# REQUIRED TASK 1:
According to the passage on Liberal women, what was the Liberal Federation calling on the Party to accept by 1902?
# REQUIRED TASK 2:
Reproduce the stretch of the passage on Liberal women that opens with the words containing "[1] On the role" and closes with "revised edition, 1978.", swapping "revised edition" for "second edition".

# EXCERPTED PASSAGE:

..............................

The Liberal women deliberately encouraged women to acquire political power, both directly and indirectly. In contrast, most of the Primrose League’s active campaigners took less interest in matters specifically affecting women with the exception of the women’s suffrage issue on which members split. Rosamund Billington suggested that the early Women’s Liberal Associations were set up to combat many Liberals’ indifference to women’s suffrage, but those that were set up later did not necessarily have a suffragist agenda. The Liberal Federation began to develop its own annual conferences that covered many issues of interest to women. Though it too split on the issue of suffrage, the Federation was by 1902 calling on the Party to accept adult suffrage. Perhaps as significant, the Federation worked with many other women’s pressure groups and trade unions to achieve their common objectives: labour legislation, legal reform, national insurance provision. Liberal roots in nonconformity, in pressure group politics and in the politics of moral reform perhaps offered women a basis for feminist claims.


[1] On the role of women in the Primrose League see Janet Robb The Primrose League 1883-1906 New York, 1968 and Martin Pugh The Tories and the People, Oxford, 1984 and the broader study by Beatrix Campbell The Iron Ladies. Why do Women Vote Tory? Virago, 1987.

[2] Less has been written on Liberal women but see H.J. Hanham Elections and Party Management, Brighton, 1959, revised edition, 1978.

..............................

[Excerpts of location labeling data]
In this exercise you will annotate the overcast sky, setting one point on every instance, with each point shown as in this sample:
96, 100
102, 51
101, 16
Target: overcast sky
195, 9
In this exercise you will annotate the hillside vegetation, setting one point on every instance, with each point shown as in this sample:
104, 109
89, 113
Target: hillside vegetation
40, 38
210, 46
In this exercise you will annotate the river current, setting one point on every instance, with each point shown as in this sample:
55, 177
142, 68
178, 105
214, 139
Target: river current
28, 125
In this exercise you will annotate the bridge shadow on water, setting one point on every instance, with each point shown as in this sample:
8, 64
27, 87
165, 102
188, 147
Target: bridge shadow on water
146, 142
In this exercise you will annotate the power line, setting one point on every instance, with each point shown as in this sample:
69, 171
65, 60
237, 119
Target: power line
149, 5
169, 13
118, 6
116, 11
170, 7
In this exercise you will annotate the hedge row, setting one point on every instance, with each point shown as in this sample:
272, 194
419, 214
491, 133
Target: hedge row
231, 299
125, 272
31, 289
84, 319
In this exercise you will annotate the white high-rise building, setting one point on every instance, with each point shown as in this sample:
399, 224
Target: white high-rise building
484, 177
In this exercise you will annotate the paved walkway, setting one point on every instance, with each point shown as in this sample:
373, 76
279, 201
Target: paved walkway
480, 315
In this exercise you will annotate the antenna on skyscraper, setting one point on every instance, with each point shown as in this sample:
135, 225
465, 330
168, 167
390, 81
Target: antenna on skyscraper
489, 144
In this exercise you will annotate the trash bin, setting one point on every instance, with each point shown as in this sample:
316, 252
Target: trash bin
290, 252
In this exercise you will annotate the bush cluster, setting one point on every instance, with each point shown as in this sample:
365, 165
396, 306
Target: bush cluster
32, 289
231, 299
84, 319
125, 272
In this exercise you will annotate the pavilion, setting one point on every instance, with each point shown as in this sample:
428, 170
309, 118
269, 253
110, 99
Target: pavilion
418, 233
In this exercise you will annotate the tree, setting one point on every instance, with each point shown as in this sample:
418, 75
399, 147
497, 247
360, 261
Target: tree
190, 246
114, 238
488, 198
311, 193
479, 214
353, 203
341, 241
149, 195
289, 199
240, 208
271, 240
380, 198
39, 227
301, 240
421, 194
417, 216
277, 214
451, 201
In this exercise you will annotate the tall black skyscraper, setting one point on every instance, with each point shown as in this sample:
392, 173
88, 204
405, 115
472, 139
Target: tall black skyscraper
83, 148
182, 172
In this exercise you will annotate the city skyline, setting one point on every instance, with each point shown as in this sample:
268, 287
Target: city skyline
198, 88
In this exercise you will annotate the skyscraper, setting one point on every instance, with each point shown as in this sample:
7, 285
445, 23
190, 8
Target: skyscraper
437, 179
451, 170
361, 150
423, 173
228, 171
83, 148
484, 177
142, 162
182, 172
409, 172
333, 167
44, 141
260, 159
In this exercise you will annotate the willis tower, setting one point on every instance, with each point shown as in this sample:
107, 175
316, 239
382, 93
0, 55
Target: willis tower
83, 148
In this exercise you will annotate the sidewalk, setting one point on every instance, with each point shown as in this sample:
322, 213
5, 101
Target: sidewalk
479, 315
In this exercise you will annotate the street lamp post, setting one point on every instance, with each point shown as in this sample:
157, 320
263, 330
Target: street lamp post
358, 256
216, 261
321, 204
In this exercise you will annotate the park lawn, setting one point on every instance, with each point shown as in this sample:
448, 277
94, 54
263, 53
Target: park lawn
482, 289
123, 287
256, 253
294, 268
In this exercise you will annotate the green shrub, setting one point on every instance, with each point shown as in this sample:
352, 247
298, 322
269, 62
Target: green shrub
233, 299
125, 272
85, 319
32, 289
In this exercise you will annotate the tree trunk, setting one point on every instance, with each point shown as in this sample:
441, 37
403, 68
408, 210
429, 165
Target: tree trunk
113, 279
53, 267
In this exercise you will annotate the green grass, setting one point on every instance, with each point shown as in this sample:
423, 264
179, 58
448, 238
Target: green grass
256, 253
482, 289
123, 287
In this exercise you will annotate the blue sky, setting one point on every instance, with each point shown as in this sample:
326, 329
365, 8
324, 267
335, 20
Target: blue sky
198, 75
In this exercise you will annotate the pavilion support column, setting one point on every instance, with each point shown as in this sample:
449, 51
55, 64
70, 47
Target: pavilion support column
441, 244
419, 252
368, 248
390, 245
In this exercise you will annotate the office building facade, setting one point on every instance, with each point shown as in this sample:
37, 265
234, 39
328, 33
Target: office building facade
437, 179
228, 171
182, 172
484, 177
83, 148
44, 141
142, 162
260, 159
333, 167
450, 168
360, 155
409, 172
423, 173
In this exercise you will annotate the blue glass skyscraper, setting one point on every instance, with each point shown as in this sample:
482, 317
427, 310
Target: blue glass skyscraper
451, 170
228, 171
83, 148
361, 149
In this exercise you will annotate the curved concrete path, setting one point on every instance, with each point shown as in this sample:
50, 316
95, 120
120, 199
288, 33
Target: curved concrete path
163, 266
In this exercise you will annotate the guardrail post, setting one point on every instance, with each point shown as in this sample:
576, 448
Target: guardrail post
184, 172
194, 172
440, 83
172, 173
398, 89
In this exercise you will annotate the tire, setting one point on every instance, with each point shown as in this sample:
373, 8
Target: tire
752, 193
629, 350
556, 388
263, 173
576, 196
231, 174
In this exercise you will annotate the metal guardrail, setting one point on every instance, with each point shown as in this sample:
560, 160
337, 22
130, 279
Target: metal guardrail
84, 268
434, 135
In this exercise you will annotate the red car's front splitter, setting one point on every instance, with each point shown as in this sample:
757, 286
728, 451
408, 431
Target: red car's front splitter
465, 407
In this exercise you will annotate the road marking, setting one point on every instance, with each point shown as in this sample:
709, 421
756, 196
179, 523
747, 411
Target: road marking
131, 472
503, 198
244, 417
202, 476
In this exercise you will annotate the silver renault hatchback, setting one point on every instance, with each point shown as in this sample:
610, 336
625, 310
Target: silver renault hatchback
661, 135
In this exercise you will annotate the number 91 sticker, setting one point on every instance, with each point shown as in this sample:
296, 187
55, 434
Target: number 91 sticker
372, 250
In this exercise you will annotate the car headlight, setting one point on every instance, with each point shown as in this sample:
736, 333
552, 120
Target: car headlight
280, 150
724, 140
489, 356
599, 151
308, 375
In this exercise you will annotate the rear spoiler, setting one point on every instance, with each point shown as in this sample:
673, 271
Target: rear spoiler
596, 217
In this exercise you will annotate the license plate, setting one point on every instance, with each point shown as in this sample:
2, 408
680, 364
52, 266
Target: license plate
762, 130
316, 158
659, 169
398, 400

..............................

# SOLUTION 1:
Adult suffrage.

# SOLUTION 2:
[1] On the role of women in the Primrose League see Janet Robb The Primrose League 1883-1906 New York, 1968 and Martin Pugh The Tories and the People, Oxford, 1984 and the broader study by Beatrix Campbell The Iron Ladies. Why do Women Vote Tory? Virago, 1987.

[2] Less has been written on Liberal women but see H.J. Hanham Elections and Party Management, Brighton, 1959, second edition, 1978.